- EXERCISE OBJECTIVE -
In the material below, find the line that contains "Annotate the white" and the line that contains "column 1029, row 531", then write out exactly those two lines and everything between them.

- INPUT FOR THIS TASK -
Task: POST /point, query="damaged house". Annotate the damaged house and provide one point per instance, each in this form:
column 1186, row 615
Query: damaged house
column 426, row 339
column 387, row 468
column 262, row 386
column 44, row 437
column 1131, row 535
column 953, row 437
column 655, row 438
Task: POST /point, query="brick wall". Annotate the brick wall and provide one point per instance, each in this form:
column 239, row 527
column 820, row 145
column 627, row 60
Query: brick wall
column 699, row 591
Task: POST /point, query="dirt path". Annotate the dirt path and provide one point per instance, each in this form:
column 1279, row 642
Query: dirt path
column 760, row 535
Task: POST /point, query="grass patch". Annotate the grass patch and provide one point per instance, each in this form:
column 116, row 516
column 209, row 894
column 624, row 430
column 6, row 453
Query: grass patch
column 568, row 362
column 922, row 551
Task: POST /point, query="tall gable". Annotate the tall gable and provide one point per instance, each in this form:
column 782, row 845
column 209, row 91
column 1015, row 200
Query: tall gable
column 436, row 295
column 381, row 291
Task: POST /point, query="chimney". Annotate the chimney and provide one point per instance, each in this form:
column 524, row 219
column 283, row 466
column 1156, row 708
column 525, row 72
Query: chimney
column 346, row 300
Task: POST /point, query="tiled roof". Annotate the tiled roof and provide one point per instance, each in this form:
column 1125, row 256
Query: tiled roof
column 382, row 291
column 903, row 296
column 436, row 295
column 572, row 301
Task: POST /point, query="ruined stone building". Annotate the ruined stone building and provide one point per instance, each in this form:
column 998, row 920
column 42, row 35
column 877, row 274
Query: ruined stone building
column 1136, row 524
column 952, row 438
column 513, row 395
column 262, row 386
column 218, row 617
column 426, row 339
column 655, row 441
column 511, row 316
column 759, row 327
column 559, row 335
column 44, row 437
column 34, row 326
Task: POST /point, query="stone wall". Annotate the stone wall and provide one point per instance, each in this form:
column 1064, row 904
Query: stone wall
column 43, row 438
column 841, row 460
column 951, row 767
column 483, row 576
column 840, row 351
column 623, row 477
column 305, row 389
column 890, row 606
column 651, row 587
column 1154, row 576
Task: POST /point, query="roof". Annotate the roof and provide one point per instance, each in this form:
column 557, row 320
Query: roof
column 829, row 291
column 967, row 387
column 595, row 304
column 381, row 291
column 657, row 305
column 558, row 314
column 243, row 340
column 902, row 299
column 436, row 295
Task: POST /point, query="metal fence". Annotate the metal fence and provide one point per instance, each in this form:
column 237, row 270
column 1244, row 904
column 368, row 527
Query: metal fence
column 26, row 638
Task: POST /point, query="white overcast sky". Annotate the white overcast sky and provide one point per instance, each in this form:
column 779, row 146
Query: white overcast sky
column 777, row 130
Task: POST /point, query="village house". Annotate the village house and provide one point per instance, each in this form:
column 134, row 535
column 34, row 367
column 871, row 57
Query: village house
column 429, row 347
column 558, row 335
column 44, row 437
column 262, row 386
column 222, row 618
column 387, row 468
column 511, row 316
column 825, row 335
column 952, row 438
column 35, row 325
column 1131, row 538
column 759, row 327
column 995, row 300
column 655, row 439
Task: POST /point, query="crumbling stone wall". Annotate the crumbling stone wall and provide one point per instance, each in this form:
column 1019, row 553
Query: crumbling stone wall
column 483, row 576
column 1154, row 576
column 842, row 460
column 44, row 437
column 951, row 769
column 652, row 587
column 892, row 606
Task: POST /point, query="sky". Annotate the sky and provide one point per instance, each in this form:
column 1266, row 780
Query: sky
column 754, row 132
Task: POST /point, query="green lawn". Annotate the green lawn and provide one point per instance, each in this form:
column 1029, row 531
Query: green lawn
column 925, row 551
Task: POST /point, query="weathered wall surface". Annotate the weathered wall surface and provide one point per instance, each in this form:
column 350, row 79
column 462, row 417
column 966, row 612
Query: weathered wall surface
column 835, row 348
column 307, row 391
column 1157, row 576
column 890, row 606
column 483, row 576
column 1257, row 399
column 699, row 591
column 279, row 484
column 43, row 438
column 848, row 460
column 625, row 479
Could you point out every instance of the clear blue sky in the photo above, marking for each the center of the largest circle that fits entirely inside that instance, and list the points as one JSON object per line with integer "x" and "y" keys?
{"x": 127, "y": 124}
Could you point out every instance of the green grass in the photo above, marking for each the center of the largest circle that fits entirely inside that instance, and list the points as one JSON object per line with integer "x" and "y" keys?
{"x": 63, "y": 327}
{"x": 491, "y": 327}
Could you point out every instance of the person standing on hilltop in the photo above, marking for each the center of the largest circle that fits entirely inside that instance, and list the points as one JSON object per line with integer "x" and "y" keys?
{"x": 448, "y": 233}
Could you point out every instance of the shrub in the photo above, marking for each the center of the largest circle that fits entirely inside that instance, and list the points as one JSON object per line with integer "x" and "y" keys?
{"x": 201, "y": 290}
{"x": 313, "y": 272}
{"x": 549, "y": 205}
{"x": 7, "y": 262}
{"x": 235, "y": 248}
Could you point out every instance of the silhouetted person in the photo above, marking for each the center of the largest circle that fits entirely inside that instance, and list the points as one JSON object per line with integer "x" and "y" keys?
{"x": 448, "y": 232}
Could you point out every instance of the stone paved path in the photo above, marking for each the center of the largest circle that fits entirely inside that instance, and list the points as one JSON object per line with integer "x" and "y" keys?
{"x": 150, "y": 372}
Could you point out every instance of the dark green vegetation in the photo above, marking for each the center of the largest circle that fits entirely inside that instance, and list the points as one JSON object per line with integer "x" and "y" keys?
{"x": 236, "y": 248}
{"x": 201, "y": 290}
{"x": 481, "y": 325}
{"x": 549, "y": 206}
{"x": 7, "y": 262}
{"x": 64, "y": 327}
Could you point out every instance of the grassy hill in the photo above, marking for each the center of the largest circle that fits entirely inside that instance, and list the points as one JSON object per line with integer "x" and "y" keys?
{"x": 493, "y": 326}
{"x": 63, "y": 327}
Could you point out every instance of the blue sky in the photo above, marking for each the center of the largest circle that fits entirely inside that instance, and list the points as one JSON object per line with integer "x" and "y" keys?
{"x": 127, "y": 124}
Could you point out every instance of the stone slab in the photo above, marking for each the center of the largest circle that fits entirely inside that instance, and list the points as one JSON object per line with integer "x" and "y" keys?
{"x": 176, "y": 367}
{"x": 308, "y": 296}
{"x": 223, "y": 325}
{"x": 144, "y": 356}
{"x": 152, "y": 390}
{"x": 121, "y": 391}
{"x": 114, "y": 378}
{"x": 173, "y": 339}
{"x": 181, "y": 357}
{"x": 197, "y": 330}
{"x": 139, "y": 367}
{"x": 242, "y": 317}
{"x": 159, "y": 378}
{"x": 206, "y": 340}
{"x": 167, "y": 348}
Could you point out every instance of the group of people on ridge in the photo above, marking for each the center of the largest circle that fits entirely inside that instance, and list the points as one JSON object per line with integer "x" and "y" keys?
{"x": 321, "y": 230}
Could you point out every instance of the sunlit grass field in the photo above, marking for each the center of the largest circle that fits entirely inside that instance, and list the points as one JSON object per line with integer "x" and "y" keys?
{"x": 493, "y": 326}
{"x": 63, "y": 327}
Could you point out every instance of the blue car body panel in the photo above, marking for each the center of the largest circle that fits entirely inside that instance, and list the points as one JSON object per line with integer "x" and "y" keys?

- WRITTEN REPLY -
Task: POST /point, query="white overcast sky". Annotate the white overcast sky and provide one point per instance, each in this form:
column 779, row 146
Query: white overcast sky
column 777, row 130
Task: POST /point, query="village house". Annotate the village house and provide one point per instance, each in this form:
column 134, row 535
column 34, row 367
column 871, row 57
Query: village house
column 429, row 347
column 558, row 335
column 44, row 437
column 262, row 386
column 222, row 618
column 387, row 468
column 511, row 316
column 825, row 335
column 952, row 438
column 35, row 325
column 1131, row 538
column 759, row 327
column 995, row 300
column 655, row 439
Task: POST /point, query="crumbling stone wall". Annotate the crumbling stone wall and provide one point per instance, each in this form:
column 1019, row 553
Query: crumbling stone wall
column 483, row 576
column 1154, row 576
column 842, row 460
column 44, row 437
column 951, row 769
column 652, row 587
column 892, row 606
Task: POST /point, query="sky". Annotate the sky and provide one point per instance, each in this form:
column 1266, row 780
Query: sky
column 754, row 132
Task: POST /point, query="green lawn". Annotate the green lawn and provide one point per instance, each in this form:
column 1029, row 531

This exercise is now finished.